_Work task_. Update the travel account below by reproducing it starting with "Leaving England, we" and going on through "route to Fremantle.", with "Frankfurt" changed to "Hamburg".

_Text segment_.
+ + +

Leaving England, we drove through Europe. In Berlin I visited the Foreigners’ Service Office where I recieved information on the Nazi system and Nazi women’s organisations. We grew wary of the claimed advantages of the procedures. When visiting the British Consul in Frankfurt, the reception room was crowded. As the consul opened his office door to admit us, everyone in the room waved papers in an effort to attract his attention. They were German Jews wanting British visas to escape. We left Germany in June. World War II erupted in September when we were two days out of Colombo en route to Fremantle.

Back home, when I voiced concern about discrimination against women in many areas of everyday life, I was usually greeted with laughter, condescending smiles or anger. An evening spent with other than close friends,during which I expressed views on current affairs invariably ended with a departing male guest patting me on the shoulder and patronisingly advising me not to worry my head about such matters – I had two wonderful children and a devoted husband so should content myself with home affairs. That was in the late 1940s and early 1950s.

Toward the end of 1946, our younger child had an undiagnosed serious illness;  we were told he was dying. In an agony of guilt at having sent the child to pre-school at three years old, I dropped all outside interests including women’s organisations, visiting him daily in hospital for nearly twelve months. On recovery he needed attentive home care for many more months.

Then in 1949 some friends and I decided to sit in at English lectures and drama lectures at Sydney University. We asked no one for permission – but sat enthralled through the classes, daring but eager to learn. Following this experiment, we later applied and received official permission to pay fees and continue attending lectures through 1950. During the lectures I was frequently appalled by the unconscious sexism of the statements of some male lecturers, such as ‘Jane Austen’s novels, like those of most women novelists, contain grammar of low quality’. Probably this was because Jane Austen used non-sexist language which was perfectly acceptable at the time of her writing – like ‘everyone has their own books’, rather than ‘Everyone has his own book’, the latter being foisted upon the English language by Fowler.

+ + +

_Data records_.
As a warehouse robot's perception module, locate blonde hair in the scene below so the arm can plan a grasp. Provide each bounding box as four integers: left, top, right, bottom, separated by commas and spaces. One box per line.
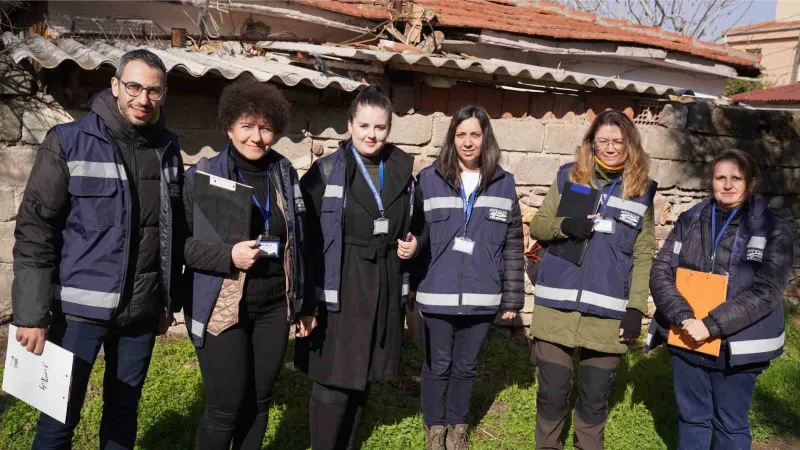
569, 110, 650, 199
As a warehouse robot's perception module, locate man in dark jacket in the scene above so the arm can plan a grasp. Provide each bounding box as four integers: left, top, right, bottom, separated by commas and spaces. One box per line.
12, 50, 183, 449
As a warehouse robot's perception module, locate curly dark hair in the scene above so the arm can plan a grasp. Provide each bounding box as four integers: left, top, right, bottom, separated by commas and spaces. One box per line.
217, 77, 291, 134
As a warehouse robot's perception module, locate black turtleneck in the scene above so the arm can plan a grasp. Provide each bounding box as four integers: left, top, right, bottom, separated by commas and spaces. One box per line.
231, 146, 286, 313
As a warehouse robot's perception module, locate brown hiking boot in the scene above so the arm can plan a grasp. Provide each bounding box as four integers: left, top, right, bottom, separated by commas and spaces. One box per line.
425, 425, 447, 450
445, 423, 469, 450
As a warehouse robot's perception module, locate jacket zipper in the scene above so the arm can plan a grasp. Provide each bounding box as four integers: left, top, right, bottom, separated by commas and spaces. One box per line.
106, 135, 135, 321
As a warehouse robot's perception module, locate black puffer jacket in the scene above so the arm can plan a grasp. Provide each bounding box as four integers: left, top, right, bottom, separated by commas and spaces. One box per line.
650, 197, 793, 338
12, 89, 183, 327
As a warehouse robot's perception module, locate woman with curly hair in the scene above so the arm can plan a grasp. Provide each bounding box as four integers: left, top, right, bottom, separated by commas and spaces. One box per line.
184, 79, 305, 450
530, 111, 656, 450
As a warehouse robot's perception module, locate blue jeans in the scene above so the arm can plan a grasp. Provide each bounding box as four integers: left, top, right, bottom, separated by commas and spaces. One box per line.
672, 355, 760, 450
33, 317, 156, 450
421, 314, 495, 427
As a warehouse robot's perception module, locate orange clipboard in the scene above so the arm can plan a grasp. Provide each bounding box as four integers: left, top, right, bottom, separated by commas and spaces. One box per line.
667, 267, 728, 356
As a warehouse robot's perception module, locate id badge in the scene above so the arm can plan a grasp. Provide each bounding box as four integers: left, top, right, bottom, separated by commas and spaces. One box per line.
453, 236, 475, 255
256, 236, 281, 258
372, 217, 389, 235
593, 217, 617, 234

+ + +

_Output of the exercise_.
Leaving England, we drove through Europe. In Berlin I visited the Foreigners’ Service Office where I recieved information on the Nazi system and Nazi women’s organisations. We grew wary of the claimed advantages of the procedures. When visiting the British Consul in Hamburg, the reception room was crowded. As the consul opened his office door to admit us, everyone in the room waved papers in an effort to attract his attention. They were German Jews wanting British visas to escape. We left Germany in June. World War II erupted in September when we were two days out of Colombo en route to Fremantle.